▶ Document text:
============================================================

New York University, New York, NY, USA.
BACKGROUND: According to the American Society of Plastic Surgeons' annual report, over 445,000 cosmetic and more than 176,000 reconstructive breast procedures were performed by ASPS member surgeons in 2013. These numbers continue to increase each year, and reinforce the need for plastic surgery training programs to produce graduates with both a comprehensive understanding of breast surgery and the technical skills required to reconstruct a wide variety of acquired breast defects. Multiple randomized controlled trials and systematic reviews have demonstrated the effectiveness of simulator-based surgical education; however, there has been a lack of its incorporation into plastic surgery training. Currently, no high-fidelity model exists for open surgical training of breast reconstruction. The purpose of this project was to develop a surgical training model that accurately replicates female breast anatomy and provides a useful tool to supplement and standardize plastic surgery resident education.
METHODS: In conjunction with The Chamberlain Group medical modeling company, a scale model of the female chest and abdomen was constructed using artificial materials designed to reproduce the appearance and feel of living human tissue. Epidermis, dermis, subcutaneous fat, breast glandular tissue, muscle, cartilage, bone, and perforating arteries and veins were all represented. Upon completion of the initial prototype, plastic surgery residents and attendings used the model to perform local tissue rearrangements including nipple reconstruction, lumpectomy, mastectomy, and abdominal free flap reconstruction with microvascular anastomoses to internal mammary perforators. Throughout these procedures, surgeons' feedback regarding modifications necessary to make the model more closely approximate human tissue was recorded. These modifications were then incorporated into the subsequent prototype and the process repeated until the model accurately replicated the anatomic planes and tactile feedback of a living breast.
RESULTS: Working closely with a medical modeling company, we were able to design an open surgical training model of the female breast capable of simulating procedures ranging from local tissue rearrangement to mastectomy with free flap reconstruction. To our knowledge, this model represents the first of its kind in plastic surgery.
CONCLUSIONS: A high-fidelity surgical model of female breast reconstruction has potential to serve as a useful tool to supplement plastic surgery resident training. As more plastic surgery residency programs become fully integrated, this realistic simulator may prove particularly valuable for teaching surgical techniques to junior residents. Validation of this simulator and its incorporation into a comprehensive breast surgery curriculum for plastic surgery residents is currently underway.

============================================================

▶ Dataset content:
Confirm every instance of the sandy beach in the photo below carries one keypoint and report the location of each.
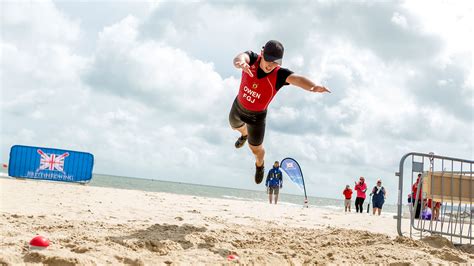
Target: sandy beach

============================================================

▶ Work task 1: According to the breast reconstruction abstract, how many reconstructive breast procedures did ASPS member surgeons perform in 2013?
▶ Work task 2: Can you reproduce word for word everything in the breast reconstruction abstract from "CONCLUSIONS: A high-fidelity" down to "is currently underway."?
▶ Work task 3: Do these statements agree with the breast reconstruction abstract? (a) The model was developed together with a medical modeling company. (b) Validation of the simulator has already been completed. (c) A high-fidelity model for open surgical training of breast reconstruction existed before this project. Answer yes or no for each, and quote the deciding words.

▶ Answer area 1: More than 176,000.

▶ Answer area 2:
CONCLUSIONS: A high-fidelity surgical model of female breast reconstruction has potential to serve as a useful tool to supplement plastic surgery resident training. As more plastic surgery residency programs become fully integrated, this realistic simulator may prove particularly valuable for teaching surgical techniques to junior residents. Validation of this simulator and its incorporation into a comprehensive breast surgery curriculum for plastic surgery residents is currently underway.

▶ Answer area 3:
(a) Yes: "In conjunction with The Chamberlain Group medical modeling company"
(b) No: "Validation of this simulator and its incorporation into a comprehensive breast surgery curriculum for plastic surgery residents is currently underway."
(c) No: "Currently, no high-fidelity model exists for open surgical training of breast reconstruction."